Louise Gade (born 15 June 1972, in Thyborøn) is a Danish cand.jur., president of Aarhus VIA University College and former mayor of Aarhus, Denmark.

Louise Gade is the daughter of Harry Gade and Anna-Marie Gade. She was a student of Struer Gymnasium (Struer Highschool) in 1991, after which she moved to Aarhus to study law. During her studies she became a member of the national board of Danmarks Liberale Studerende. In I 1997/1998 she obtained a degree as cand.jur. from Aarhus Universitet. From July 1997 to January 2002 she worked as a lawyer at the law firm Lokdam, Kjellund & Partnere in Århus. In 2001 she married Ulrik G. Westring.

Louise Gade was a member of Aarhus City Council from 1994 and in 1995–1998 she was the president of the city council group of Venstre. From 1998 she was a member of Økonomiudvalget (Board of Economy). Her political career culminated in 2002 when she became the first female and non-social democratic mayor of Aarhus. In 2005 Venstre lost the election and Louise Gade stopped as mayor although she received a record 42.697 personal votes. In 2006 she became a member of the Magistrate department for Children and Youth.

In 2008 Gade announced she would not run for another term. In 2009 Gade left Aarhus city council and became vice-president for human resources at Aarhus University and in 2015 she became president of VIA University College.

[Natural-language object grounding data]
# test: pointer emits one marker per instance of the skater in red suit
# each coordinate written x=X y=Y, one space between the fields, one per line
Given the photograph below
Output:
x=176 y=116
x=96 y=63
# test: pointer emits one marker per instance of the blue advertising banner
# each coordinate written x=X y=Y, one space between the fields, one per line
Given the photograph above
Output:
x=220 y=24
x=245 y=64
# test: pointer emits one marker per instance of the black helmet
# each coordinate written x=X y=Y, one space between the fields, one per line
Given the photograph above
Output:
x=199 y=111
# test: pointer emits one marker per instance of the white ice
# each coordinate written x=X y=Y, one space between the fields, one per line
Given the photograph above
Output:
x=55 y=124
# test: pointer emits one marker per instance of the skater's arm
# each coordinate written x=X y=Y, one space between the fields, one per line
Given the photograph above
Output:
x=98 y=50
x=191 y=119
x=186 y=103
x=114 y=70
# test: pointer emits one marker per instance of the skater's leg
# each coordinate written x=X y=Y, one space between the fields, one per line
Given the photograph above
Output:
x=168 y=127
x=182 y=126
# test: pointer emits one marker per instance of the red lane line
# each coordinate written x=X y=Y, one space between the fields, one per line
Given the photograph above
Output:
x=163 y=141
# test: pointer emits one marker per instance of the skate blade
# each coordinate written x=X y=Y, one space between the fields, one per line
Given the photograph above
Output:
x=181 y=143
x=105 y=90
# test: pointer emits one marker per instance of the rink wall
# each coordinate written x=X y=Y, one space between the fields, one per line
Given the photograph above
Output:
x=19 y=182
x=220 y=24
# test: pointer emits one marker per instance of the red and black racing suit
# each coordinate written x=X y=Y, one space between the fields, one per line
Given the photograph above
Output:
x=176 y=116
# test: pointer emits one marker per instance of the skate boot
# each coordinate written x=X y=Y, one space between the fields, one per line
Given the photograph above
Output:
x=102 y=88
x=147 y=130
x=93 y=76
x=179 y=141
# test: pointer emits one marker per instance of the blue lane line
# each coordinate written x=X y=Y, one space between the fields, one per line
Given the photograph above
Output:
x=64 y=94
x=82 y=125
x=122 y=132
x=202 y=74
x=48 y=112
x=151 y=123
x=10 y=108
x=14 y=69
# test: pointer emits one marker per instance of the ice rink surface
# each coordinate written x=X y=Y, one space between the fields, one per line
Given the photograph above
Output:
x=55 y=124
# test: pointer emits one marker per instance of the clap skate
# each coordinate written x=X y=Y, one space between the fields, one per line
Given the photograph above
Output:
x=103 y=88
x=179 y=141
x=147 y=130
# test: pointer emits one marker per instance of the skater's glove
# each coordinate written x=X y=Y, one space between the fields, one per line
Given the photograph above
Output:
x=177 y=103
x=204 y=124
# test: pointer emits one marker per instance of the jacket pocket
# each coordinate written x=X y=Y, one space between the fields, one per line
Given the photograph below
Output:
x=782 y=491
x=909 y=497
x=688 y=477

■ WORK ORDER 1
According to the text about Louise Gade, in which year did she become president of VIA University College?
■ WORK ORDER 2
From the text about Louise Gade, print the stretch from "Louise Gade (born" through "Ulrik G. Westring.".

■ ANSWER AREA 1
2015

■ ANSWER AREA 2
Louise Gade (born 15 June 1972, in Thyborøn) is a Danish cand.jur., president of Aarhus VIA University College and former mayor of Aarhus, Denmark.

Louise Gade is the daughter of Harry Gade and Anna-Marie Gade. She was a student of Struer Gymnasium (Struer Highschool) in 1991, after which she moved to Aarhus to study law. During her studies she became a member of the national board of Danmarks Liberale Studerende. In I 1997/1998 she obtained a degree as cand.jur. from Aarhus Universitet. From July 1997 to January 2002 she worked as a lawyer at the law firm Lokdam, Kjellund & Partnere in Århus. In 2001 she married Ulrik G. Westring.